#### Provided text

Several methods have been used to separate encoding and retrieval processes (see Huff et al., 2015b for a review and discussion). We have advocated for using a signal-detection approach when memory is tested via recognition (Gunter et al., 2007; Huff and Bodner, 2013; Bodner et al., 2017; Huff et al., in press). The primary advantage of the signal-detection approach is that it yields separate indices of the effects of manipulations on encoding (i.e., the amount of memory information encoded for a given type of test item) and retrieval (i.e., the extensiveness of participants’ memory monitoring at test).
Using the signal-detection approach, Huff and Bodner (2013) compared the effects of different types of encoding manipulations on encoding and monitoring indices. In each experiment, the distinctive groups received item-specific processing instructions, a pleasantness-rating task, or an anagram-generation task and their memory was compared to a control (read-only) group. Each distinctive task group showed a mirror effect pattern in correct and false recognition relative to its control group. For correct recognition, the signal-detection indices of encoded memory information and monitoring were both greater following the distinctive tasks. For false recognition, monitoring for critical lures was greater in the distinctive task groups, consistent with use of a distinctiveness heuristic (Schacter et al., 1999). Encoded memory information was also lower in the distinctive tasks, consistent with impoverished relational encoding (Hege and Dodson, 2004). In addition, a meta-analysis confirmed that distinctive tasks reduce the DRM illusion due to enhancement of both encoding and monitoring processes (Huff et al., 2015a).

#### Exercise brief
Copy the passage on separating encoding and retrieval in recognition memory word for word, from its first sentence to its last.

#### Record list
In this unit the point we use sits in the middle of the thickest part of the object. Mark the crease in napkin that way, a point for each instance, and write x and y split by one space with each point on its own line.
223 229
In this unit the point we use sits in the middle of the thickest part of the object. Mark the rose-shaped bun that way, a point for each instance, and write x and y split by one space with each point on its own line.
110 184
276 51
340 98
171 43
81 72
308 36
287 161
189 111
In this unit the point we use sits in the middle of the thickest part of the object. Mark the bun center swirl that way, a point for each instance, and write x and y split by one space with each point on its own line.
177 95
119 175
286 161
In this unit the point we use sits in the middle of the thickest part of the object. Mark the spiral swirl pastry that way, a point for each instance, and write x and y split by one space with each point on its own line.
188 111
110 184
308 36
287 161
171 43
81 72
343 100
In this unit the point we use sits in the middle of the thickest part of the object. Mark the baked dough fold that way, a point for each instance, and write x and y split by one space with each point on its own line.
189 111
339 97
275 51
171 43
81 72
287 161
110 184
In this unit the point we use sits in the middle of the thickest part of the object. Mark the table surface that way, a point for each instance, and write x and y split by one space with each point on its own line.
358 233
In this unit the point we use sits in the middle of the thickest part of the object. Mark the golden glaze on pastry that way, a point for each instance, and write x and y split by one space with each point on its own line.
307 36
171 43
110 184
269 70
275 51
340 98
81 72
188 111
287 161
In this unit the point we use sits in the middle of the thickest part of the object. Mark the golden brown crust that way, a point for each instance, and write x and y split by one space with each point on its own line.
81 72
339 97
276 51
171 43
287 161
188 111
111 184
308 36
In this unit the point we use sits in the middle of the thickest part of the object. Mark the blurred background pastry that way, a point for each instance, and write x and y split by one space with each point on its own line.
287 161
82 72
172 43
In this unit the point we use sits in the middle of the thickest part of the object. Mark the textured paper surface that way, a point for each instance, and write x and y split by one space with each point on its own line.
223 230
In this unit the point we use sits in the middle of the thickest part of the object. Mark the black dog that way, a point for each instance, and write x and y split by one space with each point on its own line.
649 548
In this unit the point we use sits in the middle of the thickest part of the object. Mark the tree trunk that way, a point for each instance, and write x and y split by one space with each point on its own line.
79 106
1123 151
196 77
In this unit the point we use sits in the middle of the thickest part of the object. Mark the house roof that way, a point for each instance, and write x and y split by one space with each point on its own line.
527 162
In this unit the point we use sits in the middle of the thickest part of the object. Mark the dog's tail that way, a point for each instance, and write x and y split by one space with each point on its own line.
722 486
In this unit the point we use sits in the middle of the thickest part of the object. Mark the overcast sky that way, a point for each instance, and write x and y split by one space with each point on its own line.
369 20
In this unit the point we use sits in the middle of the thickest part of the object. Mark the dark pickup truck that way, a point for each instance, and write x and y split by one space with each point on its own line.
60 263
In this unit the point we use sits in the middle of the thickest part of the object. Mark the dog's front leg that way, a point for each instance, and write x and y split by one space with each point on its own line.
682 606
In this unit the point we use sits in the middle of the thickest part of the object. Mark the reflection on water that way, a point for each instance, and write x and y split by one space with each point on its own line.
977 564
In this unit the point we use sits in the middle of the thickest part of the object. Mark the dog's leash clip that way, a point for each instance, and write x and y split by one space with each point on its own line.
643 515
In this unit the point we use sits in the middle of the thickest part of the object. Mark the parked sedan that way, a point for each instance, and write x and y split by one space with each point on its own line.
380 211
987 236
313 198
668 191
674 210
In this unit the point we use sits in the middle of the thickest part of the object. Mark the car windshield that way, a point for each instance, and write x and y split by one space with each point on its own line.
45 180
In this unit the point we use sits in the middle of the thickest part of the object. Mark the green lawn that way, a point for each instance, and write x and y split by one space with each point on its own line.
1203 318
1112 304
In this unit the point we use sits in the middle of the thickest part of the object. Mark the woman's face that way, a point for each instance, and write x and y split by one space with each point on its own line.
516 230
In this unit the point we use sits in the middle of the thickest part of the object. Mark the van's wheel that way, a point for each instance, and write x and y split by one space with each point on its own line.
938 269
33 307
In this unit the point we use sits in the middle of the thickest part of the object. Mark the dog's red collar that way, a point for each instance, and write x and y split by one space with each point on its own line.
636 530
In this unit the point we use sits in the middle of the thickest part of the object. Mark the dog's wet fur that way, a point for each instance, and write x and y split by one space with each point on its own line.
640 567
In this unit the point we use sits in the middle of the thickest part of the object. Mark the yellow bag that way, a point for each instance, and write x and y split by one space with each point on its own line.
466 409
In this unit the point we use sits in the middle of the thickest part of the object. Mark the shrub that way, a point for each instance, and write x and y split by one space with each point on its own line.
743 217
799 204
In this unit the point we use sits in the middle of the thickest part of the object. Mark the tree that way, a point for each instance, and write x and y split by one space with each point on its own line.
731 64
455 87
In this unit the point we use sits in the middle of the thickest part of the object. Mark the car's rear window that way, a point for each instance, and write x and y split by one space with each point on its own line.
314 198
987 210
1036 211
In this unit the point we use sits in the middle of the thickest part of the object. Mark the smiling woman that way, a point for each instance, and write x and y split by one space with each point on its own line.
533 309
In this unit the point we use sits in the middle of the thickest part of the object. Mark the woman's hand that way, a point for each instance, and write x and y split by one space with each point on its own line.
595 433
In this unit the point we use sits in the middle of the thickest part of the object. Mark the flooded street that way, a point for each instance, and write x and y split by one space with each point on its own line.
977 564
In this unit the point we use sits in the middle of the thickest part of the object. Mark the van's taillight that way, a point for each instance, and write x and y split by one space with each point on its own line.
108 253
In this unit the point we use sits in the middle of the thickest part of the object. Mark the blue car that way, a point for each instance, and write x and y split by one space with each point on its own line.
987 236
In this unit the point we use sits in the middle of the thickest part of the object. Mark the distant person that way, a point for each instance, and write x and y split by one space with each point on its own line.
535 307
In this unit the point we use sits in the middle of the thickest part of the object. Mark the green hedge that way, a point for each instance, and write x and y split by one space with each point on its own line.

#### Exercise solution
Several methods have been used to separate encoding and retrieval processes (see Huff et al., 2015b for a review and discussion). We have advocated for using a signal-detection approach when memory is tested via recognition (Gunter et al., 2007; Huff and Bodner, 2013; Bodner et al., 2017; Huff et al., in press). The primary advantage of the signal-detection approach is that it yields separate indices of the effects of manipulations on encoding (i.e., the amount of memory information encoded for a given type of test item) and retrieval (i.e., the extensiveness of participants’ memory monitoring at test).
Using the signal-detection approach, Huff and Bodner (2013) compared the effects of different types of encoding manipulations on encoding and monitoring indices. In each experiment, the distinctive groups received item-specific processing instructions, a pleasantness-rating task, or an anagram-generation task and their memory was compared to a control (read-only) group. Each distinctive task group showed a mirror effect pattern in correct and false recognition relative to its control group. For correct recognition, the signal-detection indices of encoded memory information and monitoring were both greater following the distinctive tasks. For false recognition, monitoring for critical lures was greater in the distinctive task groups, consistent with use of a distinctiveness heuristic (Schacter et al., 1999). Encoded memory information was also lower in the distinctive tasks, consistent with impoverished relational encoding (Hege and Dodson, 2004). In addition, a meta-analysis confirmed that distinctive tasks reduce the DRM illusion due to enhancement of both encoding and monitoring processes (Huff et al., 2015a).